**What the task asks**
Filter the listing below down to the lines holding the word "goal", and copy those lines.

**Record set**
*****

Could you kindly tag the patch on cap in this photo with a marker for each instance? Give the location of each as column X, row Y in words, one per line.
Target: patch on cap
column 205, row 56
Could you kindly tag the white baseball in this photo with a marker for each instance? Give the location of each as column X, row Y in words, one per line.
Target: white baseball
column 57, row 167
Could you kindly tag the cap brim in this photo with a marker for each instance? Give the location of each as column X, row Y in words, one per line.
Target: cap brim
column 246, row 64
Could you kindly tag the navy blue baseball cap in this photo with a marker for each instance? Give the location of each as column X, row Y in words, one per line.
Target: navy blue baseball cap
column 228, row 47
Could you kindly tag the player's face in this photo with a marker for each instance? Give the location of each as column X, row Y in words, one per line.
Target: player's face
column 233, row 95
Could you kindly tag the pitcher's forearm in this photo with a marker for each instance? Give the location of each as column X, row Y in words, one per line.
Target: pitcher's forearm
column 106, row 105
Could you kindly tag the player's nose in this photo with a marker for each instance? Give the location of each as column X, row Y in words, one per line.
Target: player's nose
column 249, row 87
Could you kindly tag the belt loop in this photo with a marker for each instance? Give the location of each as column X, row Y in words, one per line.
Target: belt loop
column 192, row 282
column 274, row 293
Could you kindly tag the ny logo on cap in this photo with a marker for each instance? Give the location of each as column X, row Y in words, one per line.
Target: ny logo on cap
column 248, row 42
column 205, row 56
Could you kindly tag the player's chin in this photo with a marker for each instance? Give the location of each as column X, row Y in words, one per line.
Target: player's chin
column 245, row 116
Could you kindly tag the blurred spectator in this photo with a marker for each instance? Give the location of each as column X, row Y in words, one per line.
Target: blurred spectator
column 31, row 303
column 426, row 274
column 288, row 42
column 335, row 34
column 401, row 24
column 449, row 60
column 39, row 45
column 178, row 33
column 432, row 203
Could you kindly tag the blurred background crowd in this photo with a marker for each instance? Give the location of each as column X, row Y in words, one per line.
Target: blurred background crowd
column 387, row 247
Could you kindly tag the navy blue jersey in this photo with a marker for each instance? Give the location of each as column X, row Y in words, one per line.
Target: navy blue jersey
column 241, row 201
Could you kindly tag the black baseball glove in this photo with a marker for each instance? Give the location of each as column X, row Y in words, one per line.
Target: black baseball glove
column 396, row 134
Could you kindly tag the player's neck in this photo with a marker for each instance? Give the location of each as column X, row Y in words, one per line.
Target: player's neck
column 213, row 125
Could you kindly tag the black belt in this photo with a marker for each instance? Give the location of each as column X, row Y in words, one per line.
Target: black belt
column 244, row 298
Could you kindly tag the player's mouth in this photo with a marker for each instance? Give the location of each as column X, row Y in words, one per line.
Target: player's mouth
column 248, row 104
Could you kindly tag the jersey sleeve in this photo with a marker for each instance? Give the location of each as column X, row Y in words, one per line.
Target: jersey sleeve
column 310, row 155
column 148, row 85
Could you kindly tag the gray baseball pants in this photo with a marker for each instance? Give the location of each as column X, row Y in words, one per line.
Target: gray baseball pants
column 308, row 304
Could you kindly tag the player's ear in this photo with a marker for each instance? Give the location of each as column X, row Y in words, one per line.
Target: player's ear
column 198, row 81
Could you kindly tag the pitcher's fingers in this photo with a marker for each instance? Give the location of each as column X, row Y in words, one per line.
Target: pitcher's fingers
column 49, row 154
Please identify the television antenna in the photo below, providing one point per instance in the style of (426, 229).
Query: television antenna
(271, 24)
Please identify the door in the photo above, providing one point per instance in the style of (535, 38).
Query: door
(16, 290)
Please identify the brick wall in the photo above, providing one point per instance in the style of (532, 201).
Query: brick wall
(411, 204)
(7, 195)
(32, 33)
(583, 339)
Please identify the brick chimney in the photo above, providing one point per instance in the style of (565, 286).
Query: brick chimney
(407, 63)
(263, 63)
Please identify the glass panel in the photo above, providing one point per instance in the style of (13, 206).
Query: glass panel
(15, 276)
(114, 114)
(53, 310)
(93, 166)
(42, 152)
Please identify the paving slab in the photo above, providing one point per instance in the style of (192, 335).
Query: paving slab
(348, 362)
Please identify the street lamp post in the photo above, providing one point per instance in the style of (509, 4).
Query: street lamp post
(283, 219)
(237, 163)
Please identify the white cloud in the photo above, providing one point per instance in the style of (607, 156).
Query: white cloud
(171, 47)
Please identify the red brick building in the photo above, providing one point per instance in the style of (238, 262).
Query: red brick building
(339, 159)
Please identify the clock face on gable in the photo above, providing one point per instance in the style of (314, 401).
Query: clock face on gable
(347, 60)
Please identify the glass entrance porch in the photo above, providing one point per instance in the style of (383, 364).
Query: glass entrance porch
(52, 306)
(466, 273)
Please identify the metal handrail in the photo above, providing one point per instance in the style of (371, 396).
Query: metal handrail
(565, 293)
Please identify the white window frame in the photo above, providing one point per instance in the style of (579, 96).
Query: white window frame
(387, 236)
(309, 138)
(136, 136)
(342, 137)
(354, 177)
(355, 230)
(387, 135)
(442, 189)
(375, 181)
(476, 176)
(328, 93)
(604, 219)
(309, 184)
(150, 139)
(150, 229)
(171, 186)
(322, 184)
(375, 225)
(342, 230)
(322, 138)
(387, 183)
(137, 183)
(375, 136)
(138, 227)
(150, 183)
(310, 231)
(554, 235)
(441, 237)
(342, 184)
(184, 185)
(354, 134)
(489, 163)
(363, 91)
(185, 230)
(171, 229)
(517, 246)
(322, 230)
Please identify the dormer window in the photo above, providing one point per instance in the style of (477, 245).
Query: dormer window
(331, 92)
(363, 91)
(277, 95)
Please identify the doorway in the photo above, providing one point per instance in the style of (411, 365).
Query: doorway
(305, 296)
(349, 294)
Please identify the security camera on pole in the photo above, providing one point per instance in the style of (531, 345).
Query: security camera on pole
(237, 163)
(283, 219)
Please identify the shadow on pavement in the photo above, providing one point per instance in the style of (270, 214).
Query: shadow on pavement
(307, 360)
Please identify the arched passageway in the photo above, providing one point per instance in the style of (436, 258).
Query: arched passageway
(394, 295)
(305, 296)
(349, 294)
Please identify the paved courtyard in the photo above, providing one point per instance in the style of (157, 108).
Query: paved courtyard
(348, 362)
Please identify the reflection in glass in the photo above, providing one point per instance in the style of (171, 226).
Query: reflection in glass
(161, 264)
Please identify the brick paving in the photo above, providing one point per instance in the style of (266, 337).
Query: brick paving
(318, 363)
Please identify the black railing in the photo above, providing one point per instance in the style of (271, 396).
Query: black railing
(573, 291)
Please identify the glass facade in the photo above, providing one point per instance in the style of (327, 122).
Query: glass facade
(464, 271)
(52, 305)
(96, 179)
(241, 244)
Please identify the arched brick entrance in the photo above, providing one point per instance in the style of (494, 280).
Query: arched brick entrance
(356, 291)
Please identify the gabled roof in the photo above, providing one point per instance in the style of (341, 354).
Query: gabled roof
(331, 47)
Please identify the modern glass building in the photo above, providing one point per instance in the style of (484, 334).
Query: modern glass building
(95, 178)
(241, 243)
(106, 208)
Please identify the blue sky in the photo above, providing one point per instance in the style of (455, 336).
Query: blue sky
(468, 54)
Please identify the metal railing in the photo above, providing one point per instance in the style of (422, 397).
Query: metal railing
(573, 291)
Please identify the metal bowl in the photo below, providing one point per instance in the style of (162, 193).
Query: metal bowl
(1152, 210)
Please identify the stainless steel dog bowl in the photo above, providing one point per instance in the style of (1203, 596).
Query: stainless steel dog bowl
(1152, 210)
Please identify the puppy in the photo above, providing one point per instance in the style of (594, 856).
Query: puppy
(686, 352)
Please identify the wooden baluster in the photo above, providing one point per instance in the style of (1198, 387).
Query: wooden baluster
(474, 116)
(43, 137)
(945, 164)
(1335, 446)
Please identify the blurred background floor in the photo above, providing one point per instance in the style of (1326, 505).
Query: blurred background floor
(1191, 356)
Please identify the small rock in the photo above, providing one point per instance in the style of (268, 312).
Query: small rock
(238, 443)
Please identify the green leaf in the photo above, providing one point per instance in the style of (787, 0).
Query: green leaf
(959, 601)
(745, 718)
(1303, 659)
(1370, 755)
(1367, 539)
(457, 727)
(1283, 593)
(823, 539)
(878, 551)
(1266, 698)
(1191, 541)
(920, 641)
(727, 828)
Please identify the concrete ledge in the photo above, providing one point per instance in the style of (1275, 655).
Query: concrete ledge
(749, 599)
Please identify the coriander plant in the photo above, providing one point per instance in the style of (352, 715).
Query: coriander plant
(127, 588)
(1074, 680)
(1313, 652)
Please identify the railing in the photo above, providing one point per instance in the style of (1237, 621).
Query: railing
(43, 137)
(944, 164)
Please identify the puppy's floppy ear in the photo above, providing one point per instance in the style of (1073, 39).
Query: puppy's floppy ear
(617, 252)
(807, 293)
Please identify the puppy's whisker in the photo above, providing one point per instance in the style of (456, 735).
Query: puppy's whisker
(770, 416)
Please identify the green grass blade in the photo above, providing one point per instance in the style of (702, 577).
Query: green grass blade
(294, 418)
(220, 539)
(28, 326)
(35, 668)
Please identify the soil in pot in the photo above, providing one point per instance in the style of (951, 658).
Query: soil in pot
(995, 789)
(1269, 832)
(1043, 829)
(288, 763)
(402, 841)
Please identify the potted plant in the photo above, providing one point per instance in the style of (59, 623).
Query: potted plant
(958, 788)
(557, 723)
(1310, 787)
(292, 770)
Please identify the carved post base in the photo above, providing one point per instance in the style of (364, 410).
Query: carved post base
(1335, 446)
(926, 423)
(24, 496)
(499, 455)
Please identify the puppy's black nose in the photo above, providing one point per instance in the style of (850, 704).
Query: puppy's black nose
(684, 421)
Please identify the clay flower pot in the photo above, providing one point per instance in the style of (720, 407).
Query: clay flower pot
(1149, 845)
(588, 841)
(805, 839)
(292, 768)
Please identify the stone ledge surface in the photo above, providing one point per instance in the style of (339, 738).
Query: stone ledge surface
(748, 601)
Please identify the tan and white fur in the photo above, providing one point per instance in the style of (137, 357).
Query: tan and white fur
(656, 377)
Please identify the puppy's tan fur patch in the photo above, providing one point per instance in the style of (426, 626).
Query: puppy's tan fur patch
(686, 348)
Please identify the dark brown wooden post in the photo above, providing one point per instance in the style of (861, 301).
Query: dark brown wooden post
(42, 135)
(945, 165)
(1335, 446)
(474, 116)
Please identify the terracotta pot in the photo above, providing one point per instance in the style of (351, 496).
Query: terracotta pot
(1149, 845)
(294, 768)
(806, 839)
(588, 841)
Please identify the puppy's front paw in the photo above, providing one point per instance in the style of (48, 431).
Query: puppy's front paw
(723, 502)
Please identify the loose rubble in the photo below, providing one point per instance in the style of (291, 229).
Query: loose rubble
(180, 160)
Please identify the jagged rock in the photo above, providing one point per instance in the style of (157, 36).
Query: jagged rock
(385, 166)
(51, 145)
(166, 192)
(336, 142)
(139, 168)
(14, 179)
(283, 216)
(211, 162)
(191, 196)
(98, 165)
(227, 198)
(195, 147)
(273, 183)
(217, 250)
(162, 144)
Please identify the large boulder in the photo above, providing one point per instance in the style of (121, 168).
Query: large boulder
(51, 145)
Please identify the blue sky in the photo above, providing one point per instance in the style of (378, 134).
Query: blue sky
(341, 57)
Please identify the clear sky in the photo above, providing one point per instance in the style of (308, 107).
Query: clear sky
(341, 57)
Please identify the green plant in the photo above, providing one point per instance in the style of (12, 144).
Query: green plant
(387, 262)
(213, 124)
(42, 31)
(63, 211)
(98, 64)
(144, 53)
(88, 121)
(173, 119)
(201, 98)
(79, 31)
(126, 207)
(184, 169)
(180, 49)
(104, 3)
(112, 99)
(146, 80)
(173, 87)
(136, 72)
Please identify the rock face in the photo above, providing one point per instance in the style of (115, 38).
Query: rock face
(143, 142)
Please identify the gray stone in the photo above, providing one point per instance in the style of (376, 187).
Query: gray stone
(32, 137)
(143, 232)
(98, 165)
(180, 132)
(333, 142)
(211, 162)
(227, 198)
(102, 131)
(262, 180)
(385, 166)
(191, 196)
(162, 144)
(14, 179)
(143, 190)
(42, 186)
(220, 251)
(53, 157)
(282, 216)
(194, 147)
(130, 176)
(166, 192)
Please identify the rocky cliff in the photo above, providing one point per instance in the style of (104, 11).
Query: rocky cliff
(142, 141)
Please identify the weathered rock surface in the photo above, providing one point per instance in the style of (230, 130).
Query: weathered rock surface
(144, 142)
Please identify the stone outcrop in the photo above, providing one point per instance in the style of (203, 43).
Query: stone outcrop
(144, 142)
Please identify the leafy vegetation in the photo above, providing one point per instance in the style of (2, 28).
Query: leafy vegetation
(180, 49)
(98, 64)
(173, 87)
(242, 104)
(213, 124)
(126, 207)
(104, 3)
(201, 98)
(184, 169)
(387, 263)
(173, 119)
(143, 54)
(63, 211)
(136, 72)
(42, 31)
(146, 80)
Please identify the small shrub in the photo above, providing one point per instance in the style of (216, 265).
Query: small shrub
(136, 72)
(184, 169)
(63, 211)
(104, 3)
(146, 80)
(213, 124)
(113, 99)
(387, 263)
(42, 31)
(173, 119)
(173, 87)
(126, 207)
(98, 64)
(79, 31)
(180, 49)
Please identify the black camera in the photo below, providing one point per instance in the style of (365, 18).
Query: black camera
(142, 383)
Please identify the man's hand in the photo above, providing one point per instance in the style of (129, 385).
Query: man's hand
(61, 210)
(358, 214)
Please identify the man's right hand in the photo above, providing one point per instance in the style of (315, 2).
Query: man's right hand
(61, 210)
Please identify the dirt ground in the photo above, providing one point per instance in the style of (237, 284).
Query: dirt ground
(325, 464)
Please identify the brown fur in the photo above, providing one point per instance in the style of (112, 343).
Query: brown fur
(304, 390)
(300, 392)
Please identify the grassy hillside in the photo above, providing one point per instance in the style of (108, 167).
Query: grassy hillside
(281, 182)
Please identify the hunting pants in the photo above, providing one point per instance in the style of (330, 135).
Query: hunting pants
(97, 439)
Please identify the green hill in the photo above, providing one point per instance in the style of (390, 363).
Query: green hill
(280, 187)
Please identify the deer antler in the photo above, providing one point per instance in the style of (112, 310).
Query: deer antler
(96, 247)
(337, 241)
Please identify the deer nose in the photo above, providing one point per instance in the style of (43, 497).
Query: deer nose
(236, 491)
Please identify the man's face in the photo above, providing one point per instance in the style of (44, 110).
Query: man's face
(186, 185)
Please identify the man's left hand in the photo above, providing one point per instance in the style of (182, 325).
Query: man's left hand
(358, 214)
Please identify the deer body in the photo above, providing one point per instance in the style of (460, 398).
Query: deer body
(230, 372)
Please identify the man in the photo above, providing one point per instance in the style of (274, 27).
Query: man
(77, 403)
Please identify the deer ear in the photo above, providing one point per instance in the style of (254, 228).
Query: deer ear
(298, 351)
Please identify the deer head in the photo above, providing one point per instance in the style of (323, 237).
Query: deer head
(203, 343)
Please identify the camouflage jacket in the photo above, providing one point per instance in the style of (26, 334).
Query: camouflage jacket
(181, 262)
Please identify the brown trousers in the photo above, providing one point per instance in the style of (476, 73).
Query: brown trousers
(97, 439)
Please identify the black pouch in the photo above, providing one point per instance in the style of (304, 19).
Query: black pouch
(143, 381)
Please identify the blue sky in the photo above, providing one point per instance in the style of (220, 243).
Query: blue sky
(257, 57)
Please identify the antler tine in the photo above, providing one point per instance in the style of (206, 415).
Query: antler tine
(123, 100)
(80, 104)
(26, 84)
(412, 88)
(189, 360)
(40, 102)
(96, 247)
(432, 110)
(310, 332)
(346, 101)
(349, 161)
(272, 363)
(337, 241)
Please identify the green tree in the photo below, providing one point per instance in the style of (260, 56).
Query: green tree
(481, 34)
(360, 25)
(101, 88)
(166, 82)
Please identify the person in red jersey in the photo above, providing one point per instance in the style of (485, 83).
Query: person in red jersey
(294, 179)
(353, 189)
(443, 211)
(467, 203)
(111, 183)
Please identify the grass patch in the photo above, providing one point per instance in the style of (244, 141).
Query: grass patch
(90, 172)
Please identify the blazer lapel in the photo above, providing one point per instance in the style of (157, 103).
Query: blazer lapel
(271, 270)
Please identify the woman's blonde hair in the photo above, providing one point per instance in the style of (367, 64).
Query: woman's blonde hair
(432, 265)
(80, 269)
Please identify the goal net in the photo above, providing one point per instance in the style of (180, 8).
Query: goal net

*****

**Worked solution**
Please identify the goal net in the photo above, providing one point per instance in the style of (180, 8).
Query: goal net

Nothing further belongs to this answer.